Tuesday, February 17, 2009

Post 7- London BDAY weekend! PART 1

Tue Feb 17

 

I’ve been delaying writing this, because it just takes so much effort, but I guess I should start.

 

I decided I should split up the weekend in half because there is just too many days to write about. So this is PART 1.

 

This blog is about Thursday and Friday, Feb 12th and 13th.

 

Thursday Morning.

I wake up for London. Yay! No snow this time!!

We took the train and got into London before noon. We dropped off our stuff at a very nice hotel. Actually, the hotel looked ok from the outside and in the lobby and corridor, but the room was very nice.

 

Making tea in the hotel:

 

Our first stop was the London Museum. This is me blowing my nose while we are waiting to go inside J

(again, please click on the pictures to see them bigger, they do more justice that way)

 

And then checking out the picture of me blowing my nose.

Dataset items
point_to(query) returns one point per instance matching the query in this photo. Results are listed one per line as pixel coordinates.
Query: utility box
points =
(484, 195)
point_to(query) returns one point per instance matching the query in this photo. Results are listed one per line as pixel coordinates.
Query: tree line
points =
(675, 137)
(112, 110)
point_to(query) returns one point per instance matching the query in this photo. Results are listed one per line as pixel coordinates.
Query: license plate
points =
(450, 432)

---

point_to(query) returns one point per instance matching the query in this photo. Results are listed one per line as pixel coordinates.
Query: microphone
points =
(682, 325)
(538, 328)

* * *

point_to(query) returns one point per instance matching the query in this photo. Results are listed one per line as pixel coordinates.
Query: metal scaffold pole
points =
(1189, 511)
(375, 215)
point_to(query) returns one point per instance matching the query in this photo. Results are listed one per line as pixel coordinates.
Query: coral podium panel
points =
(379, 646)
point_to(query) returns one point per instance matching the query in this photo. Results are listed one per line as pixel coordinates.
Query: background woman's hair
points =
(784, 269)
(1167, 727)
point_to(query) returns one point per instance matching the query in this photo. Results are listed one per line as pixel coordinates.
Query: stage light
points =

### Your tasks
**A.** Repeat the London weekend blog post from "I wake up for" to "was very nice.", inclusive, substituting "bus" for "train".
**B.** Based on the London weekend blog post, decide whether each statement holds: (i) this part of the post covers Thursday and Friday, Feb 12th and 13th; (ii) there was snow on the Thursday morning of the trip; (iii) the first stop in London was the British Museum. Answer yes or no for each and quote the deciding words.

### Solutions to each task
**A.**
I wake up for London. Yay! No snow this time!!

We took the bus and got into London before noon. We dropped off our stuff at a very nice hotel. Actually, the hotel looked ok from the outside and in the lobby and corridor, but the room was very nice.

**B.**
(i) Yes: "This blog is about Thursday and Friday, Feb 12th and 13th."
(ii) No: "No snow this time!!"
(iii) No: "Our first stop was the London Museum."